*Selection:*
_____
FWIW, I’m not -0, just think that long after the freeze date a change like this 
needs a strong mandate from the community.  I think the change is a good one.





> On 17 Oct 2018, at 22:09, Ariel Weisberg <ar...@weisberg.ws> wrote:
> 
> Hi,
> 
> It's really not appreciably slower compared to the decompression we are going 
> to do which is going to take several microseconds. Decompression is also 
> going to be faster because we are going to do less unnecessary decompression 
> and the decompression itself may be faster since it may fit in a higher level 
> cache better. I ran a microbenchmark comparing them.
> 
> https://issues.apache.org/jira/browse/CASSANDRA-13241?focusedCommentId=16653988&page=com.atlassian.jira.plugin.system.issuetabpanels:comment-tabpanel#comment-16653988
> 
> Fetching a long from memory:       56 nanoseconds
> Compact integer sequence   :       80 nanoseconds
> Summing integer sequence   :      165 nanoseconds
> 
> Currently we have one +1 from Kurt to change the representation and possibly 
> a -0 from Benedict. That's not really enough to make an exception to the code 
> freeze. If you want it to happen (or not) you need to speak up otherwise only 
> the default will change.
> 
> Regards,
> Ariel
> 
> On Wed, Oct 17, 2018, at 6:40 AM, kurt greaves wrote:
>> I think if we're going to drop it to 16k, we should invest in the compact
>> sequencing as well. Just lowering it to 16k will have potentially a painful
>> impact on anyone running low memory nodes, but if we can do it without the
>> memory impact I don't think there's any reason to wait another major
>> version to implement it.
_____
*Position annotation lines:*

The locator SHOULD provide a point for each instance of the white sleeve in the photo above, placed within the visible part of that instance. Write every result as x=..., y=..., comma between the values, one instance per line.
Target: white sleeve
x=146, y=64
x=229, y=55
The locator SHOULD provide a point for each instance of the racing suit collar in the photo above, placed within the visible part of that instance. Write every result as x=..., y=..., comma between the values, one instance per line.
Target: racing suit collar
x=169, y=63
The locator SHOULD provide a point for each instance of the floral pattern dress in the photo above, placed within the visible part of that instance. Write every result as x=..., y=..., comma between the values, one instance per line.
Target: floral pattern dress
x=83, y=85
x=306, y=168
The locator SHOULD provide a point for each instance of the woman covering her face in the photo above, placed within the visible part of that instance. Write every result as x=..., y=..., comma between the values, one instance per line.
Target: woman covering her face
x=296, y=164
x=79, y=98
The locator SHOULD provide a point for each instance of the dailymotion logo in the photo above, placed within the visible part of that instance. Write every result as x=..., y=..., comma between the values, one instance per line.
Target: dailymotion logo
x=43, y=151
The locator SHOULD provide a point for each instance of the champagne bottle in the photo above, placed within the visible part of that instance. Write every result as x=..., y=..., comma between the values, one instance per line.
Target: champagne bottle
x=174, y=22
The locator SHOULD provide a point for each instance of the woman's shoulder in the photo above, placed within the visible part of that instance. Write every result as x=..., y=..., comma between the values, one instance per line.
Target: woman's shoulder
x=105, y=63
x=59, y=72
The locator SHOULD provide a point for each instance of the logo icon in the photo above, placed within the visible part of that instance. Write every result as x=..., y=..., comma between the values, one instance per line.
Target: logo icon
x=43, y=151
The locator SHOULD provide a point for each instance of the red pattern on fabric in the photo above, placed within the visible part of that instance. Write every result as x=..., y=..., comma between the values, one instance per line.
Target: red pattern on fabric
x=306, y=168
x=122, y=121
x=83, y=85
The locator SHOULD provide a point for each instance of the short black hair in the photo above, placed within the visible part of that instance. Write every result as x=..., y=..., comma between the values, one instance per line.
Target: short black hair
_____
*Exercise task:* Pick up the thread about dropping to 16k and compact sequencing after its last sentence and continue it.

*Answer to this task:*
>> 
>> Having said that, we should probably benchmark the two representations
>> Ariel has come up with.
>> 
>> On Wed, 17 Oct 2018 at 20:17, Alain RODRIGUEZ <arodr...@gmail.com> wrote:
>> 
>>> +1
>>> 
>>> I would guess a lot of C* clusters/tables have this option set to the
>>> default value, and not many of them are having the need for reading so big
>>> chunks of data.
>>> I believe this will greatly limit disk overreads for a fair amount (a big
>>> majority?) of new users. It seems fair enough to change this default value,
>>> I also think 4.0 is a nice place to do this.
>>> 
>>> Thanks for taking care of this Ariel and for making sure there is a
>>> consensus here as well,
>>> 
>>> C*heers,
>>> -----------------------
>>> Alain Rodriguez - al...@thelastpickle.com
>>> France / Spain
>>> 
>>> The Last Pickle - Apache Cassandra Consulting
>>> http://www.thelastpickle.com
>>> 
>>> Le sam. 13 oct. 2018 à 08:52, Ariel Weisberg <ar...@weisberg.ws> a écrit :
>>> 
>>>> Hi,
>>>> 
>>>> This would only impact new tables, existing tables would get their
>>>> chunk_length_in_kb from the existing schema. It's something we record in
>>> a
>>>> system table.
>>>> 
>>>> I have an implementation of a compact integer sequence that only requires
>>>> 37% of the memory required today. So we could do this with only slightly
>>>> more than doubling the memory used. I'll post that to the JIRA soon.
>>>> 
>>>> Ariel
>>>> 
>>>> On Fri, Oct 12, 2018, at 1:56 AM, Jeff Jirsa wrote:
>>>>> 
>>>>> 
>>>>> I think 16k is a better default, but it should only affect new tables.
>>>>> Whoever changes it, please make sure you think about the upgrade path.
>>>>> 
>>>>> 
>>>>>> On Oct 12, 2018, at 2:31 AM, Ben Bromhead <b...@instaclustr.com>
>>> wrote:
>>>>>> 
>>>>>> This is something that's bugged me for ages, tbh the performance gain
>>>> for
>>>>>> most use cases far outweighs the increase in memory usage and I would
>>>> even
>>>>>> be in favor of changing the default now, optimizing the storage cost
>>>> later
>>>>>> (if it's found to be worth it).
>>>>>> 
>>>>>> For some anecdotal evidence:
>>>>>> 4kb is usually what we end setting it to, 16kb feels more reasonable
>>>> given
>>>>>> the memory impact, but what would be the point if practically, most
>>>> folks
>>>>>> set it to 4kb anyway?
>>>>>> 
>>>>>> Note that chunk_length will largely be dependent on your read sizes,
>>>> but 4k
>>>>>> is the floor for most physical devices in terms of ones block size.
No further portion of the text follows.